What the exercise asks
Go through the data line by line. Copy each one holding the string "black".

--- Data Enclosed Below ---

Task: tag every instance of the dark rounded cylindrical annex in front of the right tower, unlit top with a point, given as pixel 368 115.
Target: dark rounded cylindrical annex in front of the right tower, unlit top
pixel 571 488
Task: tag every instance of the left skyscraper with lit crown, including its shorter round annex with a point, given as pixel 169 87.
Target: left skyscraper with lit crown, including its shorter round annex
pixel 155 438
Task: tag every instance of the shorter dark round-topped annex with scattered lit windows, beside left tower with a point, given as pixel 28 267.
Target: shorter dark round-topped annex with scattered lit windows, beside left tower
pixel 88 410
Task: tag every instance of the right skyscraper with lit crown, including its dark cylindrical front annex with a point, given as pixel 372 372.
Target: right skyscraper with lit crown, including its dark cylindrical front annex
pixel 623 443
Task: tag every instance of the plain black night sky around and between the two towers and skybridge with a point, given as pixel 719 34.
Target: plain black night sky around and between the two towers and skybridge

--- End of Enclosed Data ---
--- Data Enclosed Below ---

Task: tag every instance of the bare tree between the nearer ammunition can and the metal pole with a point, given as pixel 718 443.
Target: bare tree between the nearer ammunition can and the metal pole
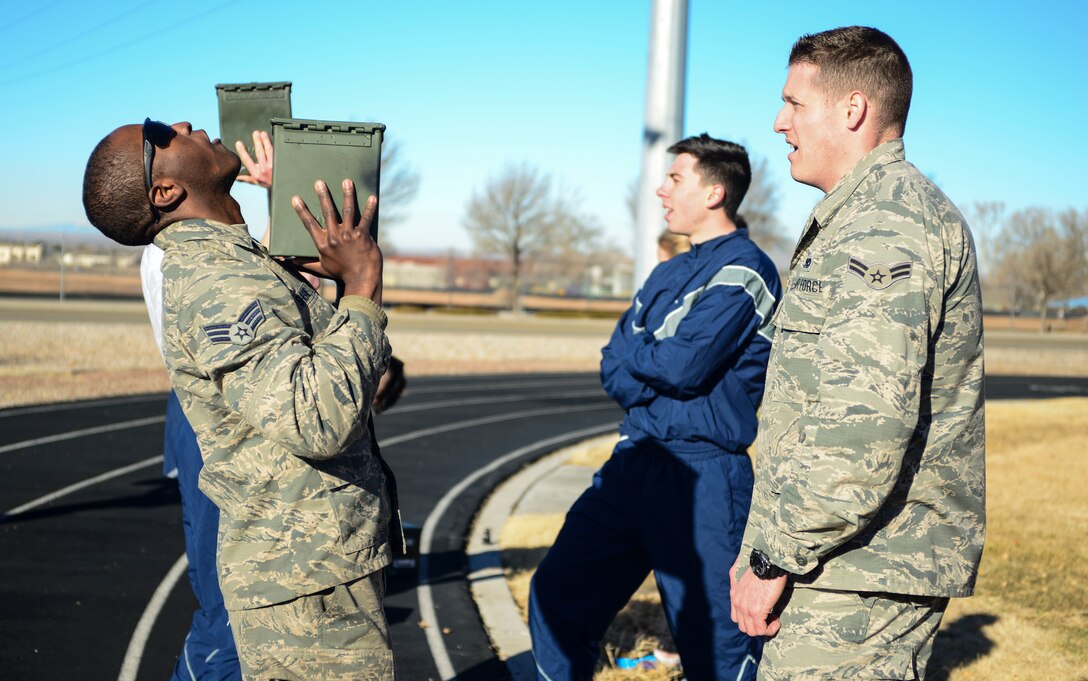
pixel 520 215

--- End of Enclosed Data ---

Result
Task: tag every instance of the plain black night sky around and between the two towers and skybridge with a point, given as pixel 719 34.
Target: plain black night sky around and between the two towers and skybridge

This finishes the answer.